● **What the task requires**
Answer with a number only: how many lines of the entries below contain the word "instance"?

● **Excerpted records**
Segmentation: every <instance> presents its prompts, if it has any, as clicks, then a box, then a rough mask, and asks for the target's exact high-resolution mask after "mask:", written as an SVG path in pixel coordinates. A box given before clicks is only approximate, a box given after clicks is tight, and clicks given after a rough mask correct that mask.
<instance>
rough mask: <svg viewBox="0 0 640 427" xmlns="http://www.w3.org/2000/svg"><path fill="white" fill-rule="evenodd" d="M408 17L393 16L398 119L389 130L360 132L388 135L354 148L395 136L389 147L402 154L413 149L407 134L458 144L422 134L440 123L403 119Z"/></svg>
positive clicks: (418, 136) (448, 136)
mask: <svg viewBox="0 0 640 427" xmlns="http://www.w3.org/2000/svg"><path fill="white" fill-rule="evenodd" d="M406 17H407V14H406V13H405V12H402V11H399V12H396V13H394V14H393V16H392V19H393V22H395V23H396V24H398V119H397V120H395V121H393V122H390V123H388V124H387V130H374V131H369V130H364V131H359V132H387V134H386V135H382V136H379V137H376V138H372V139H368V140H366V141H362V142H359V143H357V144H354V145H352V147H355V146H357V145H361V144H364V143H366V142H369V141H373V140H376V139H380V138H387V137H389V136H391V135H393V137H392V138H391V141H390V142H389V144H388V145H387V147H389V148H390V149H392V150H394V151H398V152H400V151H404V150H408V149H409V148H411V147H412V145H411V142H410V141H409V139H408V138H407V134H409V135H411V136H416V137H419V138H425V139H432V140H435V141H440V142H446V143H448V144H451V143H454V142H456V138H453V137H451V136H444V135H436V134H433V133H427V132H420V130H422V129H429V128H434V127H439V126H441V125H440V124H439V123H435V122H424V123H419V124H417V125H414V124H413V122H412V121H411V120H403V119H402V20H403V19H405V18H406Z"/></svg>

● **Response area**
2